— begin DATASET ROWS —
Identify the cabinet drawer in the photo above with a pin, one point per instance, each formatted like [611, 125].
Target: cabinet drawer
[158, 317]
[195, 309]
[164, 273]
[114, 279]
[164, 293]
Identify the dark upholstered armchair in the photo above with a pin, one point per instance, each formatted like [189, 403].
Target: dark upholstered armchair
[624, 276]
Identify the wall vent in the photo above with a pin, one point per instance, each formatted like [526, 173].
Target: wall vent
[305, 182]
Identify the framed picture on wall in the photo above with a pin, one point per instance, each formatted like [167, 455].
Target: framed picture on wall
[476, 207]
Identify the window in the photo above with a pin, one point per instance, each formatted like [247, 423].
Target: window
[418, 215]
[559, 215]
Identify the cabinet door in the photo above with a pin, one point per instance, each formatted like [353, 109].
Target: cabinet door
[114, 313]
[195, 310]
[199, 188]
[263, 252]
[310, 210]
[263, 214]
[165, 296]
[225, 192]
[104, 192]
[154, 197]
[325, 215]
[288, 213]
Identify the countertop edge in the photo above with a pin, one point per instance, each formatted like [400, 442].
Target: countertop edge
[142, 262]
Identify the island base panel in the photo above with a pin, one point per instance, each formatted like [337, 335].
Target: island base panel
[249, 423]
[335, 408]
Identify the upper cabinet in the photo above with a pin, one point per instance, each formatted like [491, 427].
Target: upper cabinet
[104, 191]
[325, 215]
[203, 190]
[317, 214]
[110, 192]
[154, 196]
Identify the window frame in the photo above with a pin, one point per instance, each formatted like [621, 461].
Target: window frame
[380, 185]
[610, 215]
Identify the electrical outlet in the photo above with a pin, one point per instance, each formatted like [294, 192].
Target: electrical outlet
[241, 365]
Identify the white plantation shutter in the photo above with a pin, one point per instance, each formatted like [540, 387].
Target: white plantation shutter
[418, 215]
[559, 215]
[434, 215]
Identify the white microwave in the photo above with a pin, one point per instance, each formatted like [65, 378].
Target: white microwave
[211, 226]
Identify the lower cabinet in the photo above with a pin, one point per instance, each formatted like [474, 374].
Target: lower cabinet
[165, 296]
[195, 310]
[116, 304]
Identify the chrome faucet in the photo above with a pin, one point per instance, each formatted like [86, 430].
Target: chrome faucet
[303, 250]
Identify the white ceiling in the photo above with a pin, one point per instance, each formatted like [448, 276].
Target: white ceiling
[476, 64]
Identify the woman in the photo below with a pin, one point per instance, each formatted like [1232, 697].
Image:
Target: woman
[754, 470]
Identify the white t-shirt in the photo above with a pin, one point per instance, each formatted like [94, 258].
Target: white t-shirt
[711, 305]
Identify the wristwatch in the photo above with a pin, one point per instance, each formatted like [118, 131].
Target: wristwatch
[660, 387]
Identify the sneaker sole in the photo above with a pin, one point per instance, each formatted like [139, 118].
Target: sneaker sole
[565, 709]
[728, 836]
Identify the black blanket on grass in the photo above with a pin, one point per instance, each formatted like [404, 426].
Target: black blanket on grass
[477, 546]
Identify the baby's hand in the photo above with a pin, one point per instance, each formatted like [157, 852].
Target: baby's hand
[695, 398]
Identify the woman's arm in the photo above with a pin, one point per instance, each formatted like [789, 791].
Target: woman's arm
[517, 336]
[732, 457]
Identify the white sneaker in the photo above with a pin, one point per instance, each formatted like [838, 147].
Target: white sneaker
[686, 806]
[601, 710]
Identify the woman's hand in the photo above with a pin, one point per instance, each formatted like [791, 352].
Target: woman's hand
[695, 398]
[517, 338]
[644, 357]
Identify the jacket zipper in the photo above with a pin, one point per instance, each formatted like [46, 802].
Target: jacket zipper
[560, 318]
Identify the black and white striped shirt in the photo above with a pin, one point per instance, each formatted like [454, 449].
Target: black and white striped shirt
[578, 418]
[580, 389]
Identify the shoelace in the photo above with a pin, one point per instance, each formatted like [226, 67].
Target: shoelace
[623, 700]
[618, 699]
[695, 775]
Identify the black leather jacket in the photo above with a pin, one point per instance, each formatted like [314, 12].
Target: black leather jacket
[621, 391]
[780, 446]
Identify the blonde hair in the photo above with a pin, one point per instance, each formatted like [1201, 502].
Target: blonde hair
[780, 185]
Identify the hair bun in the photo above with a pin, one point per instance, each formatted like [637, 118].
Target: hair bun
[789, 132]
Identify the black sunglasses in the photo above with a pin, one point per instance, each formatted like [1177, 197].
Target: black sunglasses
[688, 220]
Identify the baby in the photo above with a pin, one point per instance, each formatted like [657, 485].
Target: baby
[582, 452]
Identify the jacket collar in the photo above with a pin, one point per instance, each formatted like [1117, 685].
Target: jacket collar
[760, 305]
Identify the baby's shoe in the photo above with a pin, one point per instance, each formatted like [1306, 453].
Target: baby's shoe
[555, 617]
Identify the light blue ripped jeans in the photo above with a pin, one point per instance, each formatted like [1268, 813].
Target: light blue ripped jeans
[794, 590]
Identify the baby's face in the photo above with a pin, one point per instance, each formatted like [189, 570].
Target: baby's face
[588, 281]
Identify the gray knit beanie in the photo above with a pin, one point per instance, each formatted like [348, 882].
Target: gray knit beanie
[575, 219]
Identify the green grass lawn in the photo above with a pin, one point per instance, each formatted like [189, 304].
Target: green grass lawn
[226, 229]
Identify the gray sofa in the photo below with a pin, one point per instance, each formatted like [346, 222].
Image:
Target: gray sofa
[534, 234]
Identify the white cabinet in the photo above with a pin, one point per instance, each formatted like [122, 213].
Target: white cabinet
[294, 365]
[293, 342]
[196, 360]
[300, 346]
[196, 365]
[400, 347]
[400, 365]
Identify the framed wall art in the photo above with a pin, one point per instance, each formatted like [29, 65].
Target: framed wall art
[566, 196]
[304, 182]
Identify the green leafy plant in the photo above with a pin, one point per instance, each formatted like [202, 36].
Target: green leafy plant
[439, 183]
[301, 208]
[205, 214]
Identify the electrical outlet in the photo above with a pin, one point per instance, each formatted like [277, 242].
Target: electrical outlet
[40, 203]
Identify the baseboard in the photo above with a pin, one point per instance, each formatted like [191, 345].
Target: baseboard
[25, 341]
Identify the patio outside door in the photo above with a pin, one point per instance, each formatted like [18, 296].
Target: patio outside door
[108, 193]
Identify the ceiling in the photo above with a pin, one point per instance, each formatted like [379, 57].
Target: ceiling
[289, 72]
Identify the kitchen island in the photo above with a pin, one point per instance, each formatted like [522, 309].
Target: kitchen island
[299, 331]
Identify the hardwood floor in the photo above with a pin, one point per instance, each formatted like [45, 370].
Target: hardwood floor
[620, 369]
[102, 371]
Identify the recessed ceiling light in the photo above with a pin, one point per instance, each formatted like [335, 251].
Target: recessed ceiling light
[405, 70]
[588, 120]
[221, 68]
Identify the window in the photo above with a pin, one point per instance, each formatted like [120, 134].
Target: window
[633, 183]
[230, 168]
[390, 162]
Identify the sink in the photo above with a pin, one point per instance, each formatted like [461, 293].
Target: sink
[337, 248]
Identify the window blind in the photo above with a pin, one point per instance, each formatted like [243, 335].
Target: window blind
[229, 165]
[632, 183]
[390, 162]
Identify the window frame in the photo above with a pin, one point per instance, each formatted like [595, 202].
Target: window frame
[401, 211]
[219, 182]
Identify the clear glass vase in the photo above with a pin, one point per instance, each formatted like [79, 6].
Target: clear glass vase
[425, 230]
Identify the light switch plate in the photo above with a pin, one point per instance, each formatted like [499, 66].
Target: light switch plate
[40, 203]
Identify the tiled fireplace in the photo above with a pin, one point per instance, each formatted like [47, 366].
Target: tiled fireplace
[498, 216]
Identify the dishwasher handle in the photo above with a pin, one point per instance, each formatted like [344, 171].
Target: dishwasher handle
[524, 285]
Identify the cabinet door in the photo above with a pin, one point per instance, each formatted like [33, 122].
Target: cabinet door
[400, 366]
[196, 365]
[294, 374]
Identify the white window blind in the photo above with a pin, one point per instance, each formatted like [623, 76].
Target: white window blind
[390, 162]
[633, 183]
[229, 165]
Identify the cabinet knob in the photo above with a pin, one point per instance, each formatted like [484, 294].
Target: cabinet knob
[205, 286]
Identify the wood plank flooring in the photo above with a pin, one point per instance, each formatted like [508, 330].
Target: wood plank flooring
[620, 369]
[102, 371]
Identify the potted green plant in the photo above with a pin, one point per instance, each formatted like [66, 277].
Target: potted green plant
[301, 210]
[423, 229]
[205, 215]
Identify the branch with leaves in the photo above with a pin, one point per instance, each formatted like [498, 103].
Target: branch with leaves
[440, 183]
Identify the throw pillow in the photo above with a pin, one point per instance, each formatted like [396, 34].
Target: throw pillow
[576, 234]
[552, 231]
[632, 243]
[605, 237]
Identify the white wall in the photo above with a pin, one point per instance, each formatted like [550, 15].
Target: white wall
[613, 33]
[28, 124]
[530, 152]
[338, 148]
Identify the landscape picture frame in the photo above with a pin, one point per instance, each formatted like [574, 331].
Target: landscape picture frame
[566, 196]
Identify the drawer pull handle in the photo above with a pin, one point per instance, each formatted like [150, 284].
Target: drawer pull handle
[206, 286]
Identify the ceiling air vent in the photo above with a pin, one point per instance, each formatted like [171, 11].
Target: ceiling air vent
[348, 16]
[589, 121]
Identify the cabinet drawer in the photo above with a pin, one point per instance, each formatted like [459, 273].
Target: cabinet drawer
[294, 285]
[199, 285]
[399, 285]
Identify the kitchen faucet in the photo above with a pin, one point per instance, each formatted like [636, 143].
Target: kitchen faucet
— end DATASET ROWS —
◆ **EXERCISE**
Write out the lines from the one holding "Identify the kitchen faucet" through the end of the records, inclusive, substituting "sink faucet" for "kitchen faucet" and changing nothing else.

◆ **COMPLETED TASK**
Identify the sink faucet in the photo above with a pin, one point per instance, each formatted like [636, 143].
Target: sink faucet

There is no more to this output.